• [DOCUMENT]
※

Of course, I approve her move wholeheartedly. But, listen to her explanation,
A message to the people of Iran: I am not anti-Islam or any other religion. I stand for freedom of religion and choice. I'm protesting FIDE's decision not because of Iran's religion or people, but for the government's laws that are restricting my rights as a woman.She is distinguishing between the government of Iran and the religion of Islam. But, Iran is a theocracy and nobody there is confused on this point. Any attack on the government is, per force, an attack on Islam and that is how Iranians see it. Some, probably many, Iranians may even welcome such an attack, but an attack it surely is, in their eyes.
On the other hand, Westerners are deaf, dumb, and blind to any religious motivation. The writer Sam Harris makes much of this point. For example, Westerners have no trouble understanding that Europeans enslaved Africans out of economic self-interest, but they are wholly incapable of believing that Muslims were murdering Yazidis in anticipation of the eternal pleasures of a heavenly whorehouse.

※

• [REQUIREMENT 1] Duplicate the passage of the commentary on the FIDE protest that opens with the words containing "Of course, I" and closes with "in their eyes.".
• [REQUIREMENT 2] Compose the next part of the commentary on the FIDE protest, starting after its final sentence.
The material after this point comes from a separate source and is unrelated to the commentary.

• [SUPPLIED DATA]

※

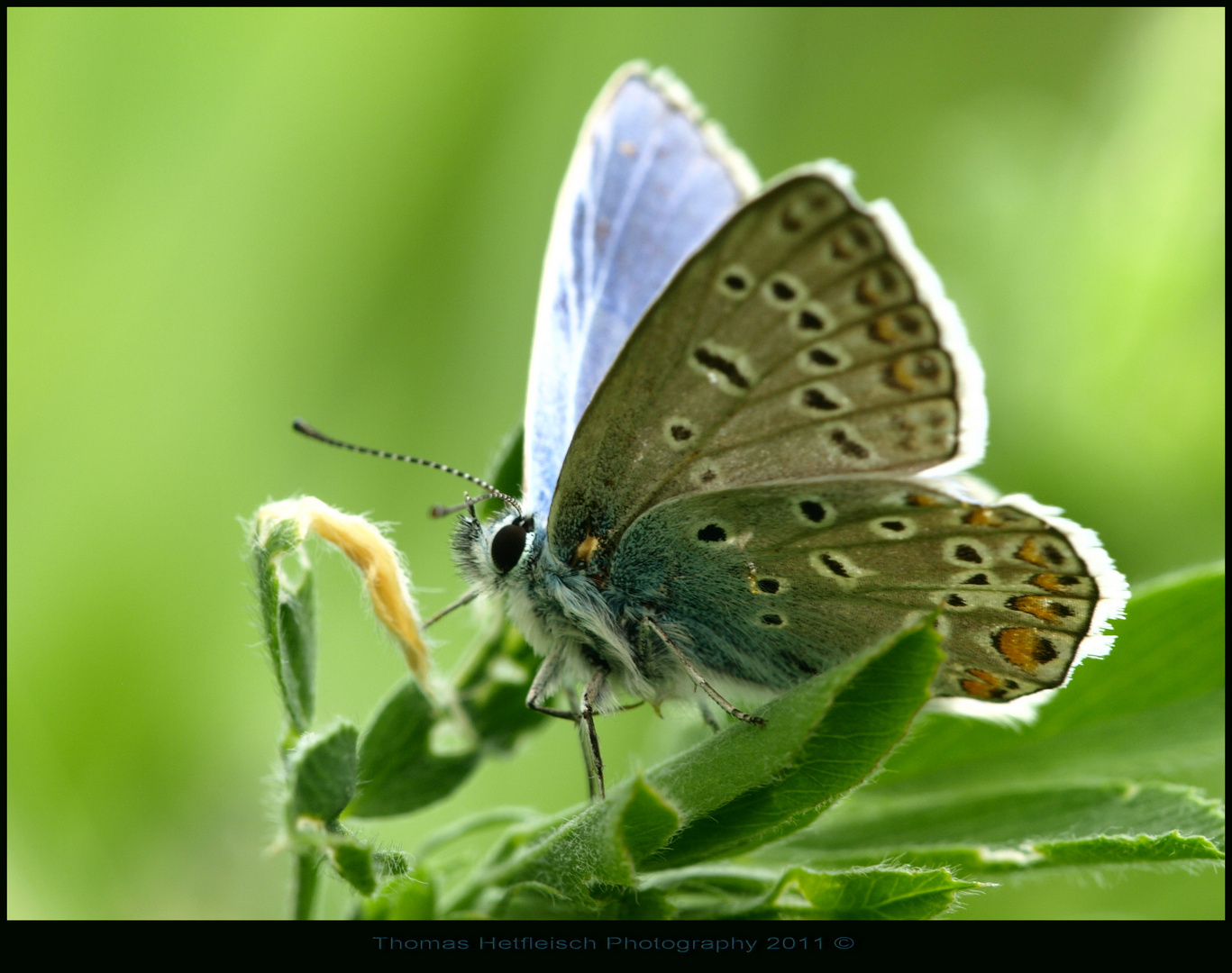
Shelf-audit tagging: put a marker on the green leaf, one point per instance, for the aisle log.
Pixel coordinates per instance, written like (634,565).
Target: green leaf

※

• [TASK RESPONSE 1]
Of course, I approve her move wholeheartedly. But, listen to her explanation,
A message to the people of Iran: I am not anti-Islam or any other religion. I stand for freedom of religion and choice. I'm protesting FIDE's decision not because of Iran's religion or people, but for the government's laws that are restricting my rights as a woman.She is distinguishing between the government of Iran and the religion of Islam. But, Iran is a theocracy and nobody there is confused on this point. Any attack on the government is, per force, an attack on Islam and that is how Iranians see it. Some, probably many, Iranians may even welcome such an attack, but an attack it surely is, in their eyes.

• [TASK RESPONSE 2]
Nazi Paikidze is not, strictly speaking, a Westerner. An ethnic Georgian, she may be far more alert to Islam than most of us. Having spent some years in the U.S., studying at the university of Maryland, she may also be fully aware of Western deafness to religion. Therefore, on the one hand, her explanation may be just another sad manifestation of the suicidal Western ignorance of Islam.
On the other hand, Nazi's statement, gibberish on its face, may be a brilliant exercise in political double-entendre, worthy of a chess grand master. Her attack on the government of Iran can be understood by shallow, naive Westerners as a political statement while, at the same time, the Iranians will hear it as the attack on Islam that it should be. If this is, in fact, what she intends, then
Well played, Nazi Paikidze.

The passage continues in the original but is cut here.